● **Ejercicio propuesto**: Localiza en las líneas de abajo todas las que contienen la palabra "smiling" y cópialas.

################

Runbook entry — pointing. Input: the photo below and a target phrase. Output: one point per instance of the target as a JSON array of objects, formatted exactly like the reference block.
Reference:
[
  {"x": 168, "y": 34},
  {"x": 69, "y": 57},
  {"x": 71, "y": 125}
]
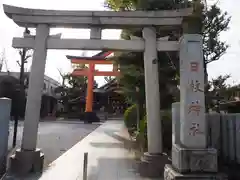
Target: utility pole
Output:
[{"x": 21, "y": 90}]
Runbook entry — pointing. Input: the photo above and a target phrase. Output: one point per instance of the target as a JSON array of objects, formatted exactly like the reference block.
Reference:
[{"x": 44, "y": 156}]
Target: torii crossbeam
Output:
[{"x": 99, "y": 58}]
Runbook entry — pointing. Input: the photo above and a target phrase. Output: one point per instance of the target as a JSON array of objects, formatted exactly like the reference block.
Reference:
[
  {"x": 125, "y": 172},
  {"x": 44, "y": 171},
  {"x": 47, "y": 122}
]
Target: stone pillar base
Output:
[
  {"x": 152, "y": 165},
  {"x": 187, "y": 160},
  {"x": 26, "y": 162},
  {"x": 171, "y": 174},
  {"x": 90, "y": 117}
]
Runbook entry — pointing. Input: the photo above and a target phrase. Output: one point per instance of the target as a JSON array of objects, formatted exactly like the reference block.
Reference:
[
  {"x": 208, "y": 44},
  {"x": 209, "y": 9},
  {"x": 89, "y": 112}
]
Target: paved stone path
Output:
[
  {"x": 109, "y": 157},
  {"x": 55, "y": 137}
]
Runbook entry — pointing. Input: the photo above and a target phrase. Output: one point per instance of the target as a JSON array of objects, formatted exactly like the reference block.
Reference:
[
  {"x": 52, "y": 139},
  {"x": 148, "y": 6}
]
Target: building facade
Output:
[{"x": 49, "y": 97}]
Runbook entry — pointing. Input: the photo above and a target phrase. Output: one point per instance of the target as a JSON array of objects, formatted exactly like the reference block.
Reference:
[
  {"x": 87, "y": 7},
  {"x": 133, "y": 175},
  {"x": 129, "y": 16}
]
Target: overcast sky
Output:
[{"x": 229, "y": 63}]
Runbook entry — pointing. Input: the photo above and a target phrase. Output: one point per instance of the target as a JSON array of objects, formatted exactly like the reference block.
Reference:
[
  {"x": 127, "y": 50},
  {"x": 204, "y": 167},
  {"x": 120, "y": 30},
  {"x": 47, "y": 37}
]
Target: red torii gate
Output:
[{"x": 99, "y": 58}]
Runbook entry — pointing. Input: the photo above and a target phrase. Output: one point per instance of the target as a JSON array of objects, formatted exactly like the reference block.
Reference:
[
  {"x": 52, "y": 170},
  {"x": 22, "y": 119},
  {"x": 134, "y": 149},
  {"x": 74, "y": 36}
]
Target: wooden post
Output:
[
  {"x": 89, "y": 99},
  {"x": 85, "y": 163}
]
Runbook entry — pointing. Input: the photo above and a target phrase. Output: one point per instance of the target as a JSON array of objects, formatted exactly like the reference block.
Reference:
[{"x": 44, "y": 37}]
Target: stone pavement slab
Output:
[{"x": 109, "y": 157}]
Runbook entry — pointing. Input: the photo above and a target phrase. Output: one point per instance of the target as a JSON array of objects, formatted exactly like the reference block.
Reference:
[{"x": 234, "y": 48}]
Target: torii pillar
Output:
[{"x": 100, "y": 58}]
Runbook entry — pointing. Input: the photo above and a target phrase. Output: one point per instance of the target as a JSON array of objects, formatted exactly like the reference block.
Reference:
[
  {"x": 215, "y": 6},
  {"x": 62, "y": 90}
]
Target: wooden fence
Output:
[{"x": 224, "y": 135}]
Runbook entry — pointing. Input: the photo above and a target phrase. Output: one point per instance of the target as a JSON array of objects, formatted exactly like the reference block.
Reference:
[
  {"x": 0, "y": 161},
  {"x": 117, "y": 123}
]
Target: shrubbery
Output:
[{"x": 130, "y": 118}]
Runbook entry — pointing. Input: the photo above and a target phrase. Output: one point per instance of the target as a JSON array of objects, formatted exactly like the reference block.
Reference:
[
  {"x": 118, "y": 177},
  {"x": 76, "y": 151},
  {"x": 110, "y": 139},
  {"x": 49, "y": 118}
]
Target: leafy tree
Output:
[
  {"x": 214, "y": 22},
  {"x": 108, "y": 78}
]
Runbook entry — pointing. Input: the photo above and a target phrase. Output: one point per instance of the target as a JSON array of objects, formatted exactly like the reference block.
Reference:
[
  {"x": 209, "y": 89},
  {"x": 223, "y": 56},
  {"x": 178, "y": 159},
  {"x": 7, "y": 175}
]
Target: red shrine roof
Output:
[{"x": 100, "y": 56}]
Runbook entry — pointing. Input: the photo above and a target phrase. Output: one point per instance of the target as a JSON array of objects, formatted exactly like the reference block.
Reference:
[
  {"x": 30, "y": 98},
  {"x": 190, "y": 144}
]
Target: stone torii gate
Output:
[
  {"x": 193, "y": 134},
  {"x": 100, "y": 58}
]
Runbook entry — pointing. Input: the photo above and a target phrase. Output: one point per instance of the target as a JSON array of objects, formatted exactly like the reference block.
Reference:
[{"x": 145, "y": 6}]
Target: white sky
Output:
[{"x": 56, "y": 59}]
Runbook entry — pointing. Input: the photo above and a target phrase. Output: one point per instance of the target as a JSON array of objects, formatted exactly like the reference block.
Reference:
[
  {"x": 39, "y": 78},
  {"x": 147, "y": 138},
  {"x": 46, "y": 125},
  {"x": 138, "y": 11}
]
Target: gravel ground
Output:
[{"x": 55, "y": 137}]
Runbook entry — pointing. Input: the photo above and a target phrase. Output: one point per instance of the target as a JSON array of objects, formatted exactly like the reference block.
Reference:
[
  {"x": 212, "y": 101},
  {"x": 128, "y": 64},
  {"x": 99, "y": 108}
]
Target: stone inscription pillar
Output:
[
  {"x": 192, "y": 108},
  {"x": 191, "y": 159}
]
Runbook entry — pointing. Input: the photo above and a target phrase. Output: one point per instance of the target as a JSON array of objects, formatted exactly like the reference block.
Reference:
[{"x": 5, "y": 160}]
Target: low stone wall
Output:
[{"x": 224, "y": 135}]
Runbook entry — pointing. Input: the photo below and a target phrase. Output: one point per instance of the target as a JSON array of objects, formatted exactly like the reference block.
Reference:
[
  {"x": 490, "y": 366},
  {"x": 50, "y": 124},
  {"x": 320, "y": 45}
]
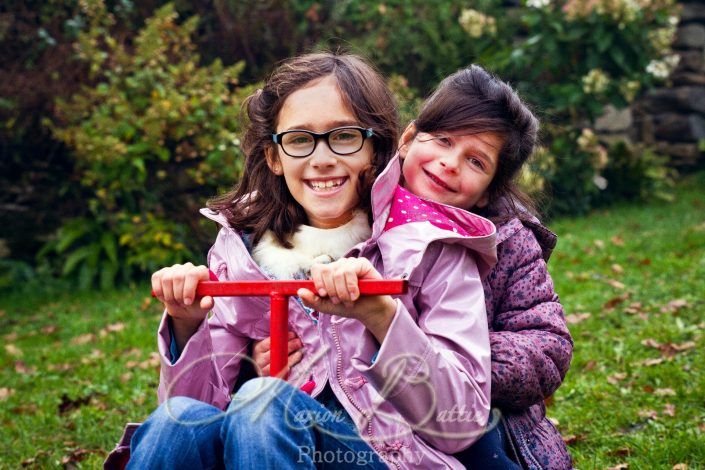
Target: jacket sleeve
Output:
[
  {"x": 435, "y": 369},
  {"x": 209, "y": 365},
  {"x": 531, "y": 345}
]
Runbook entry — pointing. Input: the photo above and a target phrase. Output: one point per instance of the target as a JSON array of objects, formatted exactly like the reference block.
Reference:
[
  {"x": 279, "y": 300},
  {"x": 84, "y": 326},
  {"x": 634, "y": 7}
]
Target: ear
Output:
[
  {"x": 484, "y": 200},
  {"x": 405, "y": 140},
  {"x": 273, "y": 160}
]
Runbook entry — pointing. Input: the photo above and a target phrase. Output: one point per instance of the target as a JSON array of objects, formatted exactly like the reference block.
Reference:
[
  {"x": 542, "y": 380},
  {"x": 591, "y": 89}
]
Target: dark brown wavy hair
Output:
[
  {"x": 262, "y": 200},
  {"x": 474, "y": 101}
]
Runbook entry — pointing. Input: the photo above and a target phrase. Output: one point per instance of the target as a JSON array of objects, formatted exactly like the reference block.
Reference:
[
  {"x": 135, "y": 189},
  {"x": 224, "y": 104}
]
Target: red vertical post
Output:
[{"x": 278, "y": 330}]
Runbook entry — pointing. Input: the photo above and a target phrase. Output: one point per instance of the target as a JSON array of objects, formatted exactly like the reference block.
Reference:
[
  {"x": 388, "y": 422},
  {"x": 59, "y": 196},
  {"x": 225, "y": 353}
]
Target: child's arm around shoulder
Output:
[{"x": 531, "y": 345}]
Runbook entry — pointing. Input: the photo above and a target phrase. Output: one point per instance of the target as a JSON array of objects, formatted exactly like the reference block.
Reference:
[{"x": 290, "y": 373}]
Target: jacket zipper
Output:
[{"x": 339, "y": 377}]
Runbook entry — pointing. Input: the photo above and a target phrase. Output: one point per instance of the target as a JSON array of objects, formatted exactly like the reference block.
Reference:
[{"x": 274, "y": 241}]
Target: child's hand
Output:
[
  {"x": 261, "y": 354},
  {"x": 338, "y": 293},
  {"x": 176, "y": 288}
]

################

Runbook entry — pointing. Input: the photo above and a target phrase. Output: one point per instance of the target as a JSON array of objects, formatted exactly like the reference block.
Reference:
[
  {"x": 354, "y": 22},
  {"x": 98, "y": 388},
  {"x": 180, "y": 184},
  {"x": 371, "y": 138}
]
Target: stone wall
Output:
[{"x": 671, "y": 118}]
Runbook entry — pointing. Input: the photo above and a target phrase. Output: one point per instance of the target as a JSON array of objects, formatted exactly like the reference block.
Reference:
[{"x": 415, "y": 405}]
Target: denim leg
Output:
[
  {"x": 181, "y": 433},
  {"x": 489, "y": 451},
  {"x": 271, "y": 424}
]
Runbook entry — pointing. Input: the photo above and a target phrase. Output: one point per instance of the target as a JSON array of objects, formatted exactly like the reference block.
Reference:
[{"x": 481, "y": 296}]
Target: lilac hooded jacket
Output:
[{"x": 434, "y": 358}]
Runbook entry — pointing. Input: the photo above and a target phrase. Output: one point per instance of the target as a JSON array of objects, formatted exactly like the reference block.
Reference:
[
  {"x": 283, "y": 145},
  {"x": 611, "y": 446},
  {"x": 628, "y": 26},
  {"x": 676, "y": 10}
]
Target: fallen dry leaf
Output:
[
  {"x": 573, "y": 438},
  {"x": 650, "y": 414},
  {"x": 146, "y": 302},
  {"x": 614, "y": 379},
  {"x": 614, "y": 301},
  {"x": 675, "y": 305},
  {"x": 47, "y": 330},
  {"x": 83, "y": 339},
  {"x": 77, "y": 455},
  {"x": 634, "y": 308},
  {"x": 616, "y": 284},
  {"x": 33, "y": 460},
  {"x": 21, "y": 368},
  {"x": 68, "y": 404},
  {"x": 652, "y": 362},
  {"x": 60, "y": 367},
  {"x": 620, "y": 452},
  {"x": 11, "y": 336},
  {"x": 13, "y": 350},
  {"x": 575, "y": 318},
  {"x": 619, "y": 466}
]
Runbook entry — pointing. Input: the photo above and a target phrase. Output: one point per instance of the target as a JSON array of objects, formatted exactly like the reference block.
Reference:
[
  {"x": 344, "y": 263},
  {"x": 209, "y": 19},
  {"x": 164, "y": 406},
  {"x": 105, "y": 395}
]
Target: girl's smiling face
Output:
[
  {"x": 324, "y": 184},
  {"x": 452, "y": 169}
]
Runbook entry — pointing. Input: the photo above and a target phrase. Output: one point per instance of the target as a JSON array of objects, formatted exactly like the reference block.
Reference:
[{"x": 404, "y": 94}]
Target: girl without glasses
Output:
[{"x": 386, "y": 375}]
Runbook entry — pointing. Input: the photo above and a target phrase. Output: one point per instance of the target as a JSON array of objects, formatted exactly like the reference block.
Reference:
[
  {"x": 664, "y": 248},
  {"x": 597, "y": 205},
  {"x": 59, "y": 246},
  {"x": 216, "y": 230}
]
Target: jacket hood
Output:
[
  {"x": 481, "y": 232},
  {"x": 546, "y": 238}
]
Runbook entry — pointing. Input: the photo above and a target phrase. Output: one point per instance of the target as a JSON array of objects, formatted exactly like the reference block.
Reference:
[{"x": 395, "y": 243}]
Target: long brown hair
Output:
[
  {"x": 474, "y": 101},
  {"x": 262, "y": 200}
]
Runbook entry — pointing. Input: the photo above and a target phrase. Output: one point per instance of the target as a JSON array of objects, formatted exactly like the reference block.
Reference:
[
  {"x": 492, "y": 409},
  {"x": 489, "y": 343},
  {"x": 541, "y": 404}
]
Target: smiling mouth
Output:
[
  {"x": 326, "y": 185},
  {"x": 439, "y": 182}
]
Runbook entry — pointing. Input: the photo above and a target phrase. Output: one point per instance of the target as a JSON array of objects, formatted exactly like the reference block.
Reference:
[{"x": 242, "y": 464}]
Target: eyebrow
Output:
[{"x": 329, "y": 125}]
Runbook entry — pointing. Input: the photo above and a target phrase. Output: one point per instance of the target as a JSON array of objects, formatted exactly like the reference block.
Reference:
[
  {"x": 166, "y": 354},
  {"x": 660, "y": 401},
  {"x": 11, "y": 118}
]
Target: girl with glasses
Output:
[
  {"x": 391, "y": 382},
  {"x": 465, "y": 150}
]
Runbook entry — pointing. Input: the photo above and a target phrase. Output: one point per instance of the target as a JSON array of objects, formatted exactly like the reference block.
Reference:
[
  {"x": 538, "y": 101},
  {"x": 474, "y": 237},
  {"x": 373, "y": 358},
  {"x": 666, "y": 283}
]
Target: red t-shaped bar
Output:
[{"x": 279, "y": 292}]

################

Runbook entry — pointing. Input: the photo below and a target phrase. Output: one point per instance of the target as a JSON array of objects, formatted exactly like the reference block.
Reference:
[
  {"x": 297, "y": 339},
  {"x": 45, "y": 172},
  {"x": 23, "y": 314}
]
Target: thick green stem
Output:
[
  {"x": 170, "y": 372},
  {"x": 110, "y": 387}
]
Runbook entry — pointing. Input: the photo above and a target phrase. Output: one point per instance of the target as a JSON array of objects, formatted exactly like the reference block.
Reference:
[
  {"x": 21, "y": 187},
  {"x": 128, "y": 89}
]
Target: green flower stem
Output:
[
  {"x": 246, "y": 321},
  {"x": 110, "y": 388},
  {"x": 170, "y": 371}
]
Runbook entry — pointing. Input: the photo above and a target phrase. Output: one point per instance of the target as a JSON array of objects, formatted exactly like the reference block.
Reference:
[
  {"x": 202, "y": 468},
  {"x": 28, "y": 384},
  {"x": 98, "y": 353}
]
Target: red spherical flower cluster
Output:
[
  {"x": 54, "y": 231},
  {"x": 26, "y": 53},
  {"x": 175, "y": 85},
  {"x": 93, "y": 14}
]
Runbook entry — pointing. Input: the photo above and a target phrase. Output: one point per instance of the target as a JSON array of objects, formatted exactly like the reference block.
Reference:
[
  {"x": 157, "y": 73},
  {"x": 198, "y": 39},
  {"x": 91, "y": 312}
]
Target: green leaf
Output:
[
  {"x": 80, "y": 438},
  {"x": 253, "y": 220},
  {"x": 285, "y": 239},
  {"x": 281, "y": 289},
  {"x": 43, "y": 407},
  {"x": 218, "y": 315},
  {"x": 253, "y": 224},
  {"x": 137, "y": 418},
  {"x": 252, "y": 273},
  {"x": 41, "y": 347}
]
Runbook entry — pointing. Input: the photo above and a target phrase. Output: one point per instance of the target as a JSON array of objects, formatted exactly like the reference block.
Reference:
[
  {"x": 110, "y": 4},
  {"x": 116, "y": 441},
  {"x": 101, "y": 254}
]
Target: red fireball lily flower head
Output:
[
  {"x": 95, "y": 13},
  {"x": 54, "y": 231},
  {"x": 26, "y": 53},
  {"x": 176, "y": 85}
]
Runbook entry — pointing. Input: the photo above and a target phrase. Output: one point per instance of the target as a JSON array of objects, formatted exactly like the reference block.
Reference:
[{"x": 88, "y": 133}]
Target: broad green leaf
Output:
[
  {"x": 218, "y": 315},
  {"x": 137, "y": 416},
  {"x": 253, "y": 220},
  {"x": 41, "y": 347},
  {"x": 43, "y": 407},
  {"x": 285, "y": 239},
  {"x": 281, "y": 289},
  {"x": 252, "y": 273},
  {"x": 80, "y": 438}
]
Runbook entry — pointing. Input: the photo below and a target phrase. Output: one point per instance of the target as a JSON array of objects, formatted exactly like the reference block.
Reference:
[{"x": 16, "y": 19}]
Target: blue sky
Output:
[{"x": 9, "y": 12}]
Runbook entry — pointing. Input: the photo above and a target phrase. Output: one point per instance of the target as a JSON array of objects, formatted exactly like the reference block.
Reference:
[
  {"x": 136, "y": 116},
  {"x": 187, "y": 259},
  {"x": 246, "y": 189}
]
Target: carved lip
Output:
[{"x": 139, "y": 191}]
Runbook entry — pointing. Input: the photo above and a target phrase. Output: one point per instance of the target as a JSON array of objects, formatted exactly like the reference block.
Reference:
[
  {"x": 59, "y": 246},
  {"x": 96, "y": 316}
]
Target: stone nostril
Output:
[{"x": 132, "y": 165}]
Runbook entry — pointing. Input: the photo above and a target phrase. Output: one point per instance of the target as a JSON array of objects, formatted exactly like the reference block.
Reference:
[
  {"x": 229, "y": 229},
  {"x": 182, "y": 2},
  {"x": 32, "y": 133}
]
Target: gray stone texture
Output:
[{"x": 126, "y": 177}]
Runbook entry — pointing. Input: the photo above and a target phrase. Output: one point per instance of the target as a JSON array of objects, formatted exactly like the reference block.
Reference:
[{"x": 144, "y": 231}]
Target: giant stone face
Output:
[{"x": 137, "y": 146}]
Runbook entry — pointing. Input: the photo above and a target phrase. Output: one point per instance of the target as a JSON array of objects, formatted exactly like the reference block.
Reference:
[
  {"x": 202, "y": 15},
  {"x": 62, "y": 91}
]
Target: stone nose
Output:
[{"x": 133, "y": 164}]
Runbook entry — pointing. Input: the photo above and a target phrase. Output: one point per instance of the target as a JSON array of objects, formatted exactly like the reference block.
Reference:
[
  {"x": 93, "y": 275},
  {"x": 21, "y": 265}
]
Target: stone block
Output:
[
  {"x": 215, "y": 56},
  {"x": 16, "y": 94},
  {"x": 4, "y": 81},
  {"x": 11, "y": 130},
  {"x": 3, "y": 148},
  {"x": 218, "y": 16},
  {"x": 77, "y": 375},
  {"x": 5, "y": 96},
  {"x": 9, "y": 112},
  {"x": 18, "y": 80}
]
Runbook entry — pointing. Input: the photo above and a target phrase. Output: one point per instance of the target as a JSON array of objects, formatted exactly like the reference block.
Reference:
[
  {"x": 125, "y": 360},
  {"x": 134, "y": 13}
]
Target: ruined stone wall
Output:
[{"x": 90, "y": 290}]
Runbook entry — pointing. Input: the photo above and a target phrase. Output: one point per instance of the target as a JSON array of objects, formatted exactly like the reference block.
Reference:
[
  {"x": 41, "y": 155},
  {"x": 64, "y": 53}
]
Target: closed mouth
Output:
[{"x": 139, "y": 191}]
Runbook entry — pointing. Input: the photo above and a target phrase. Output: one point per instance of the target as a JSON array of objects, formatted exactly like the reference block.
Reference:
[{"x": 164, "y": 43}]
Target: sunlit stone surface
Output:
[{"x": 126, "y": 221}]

################

● **Respuesta**:
Target: girl's smiling face
Target: smiling mouth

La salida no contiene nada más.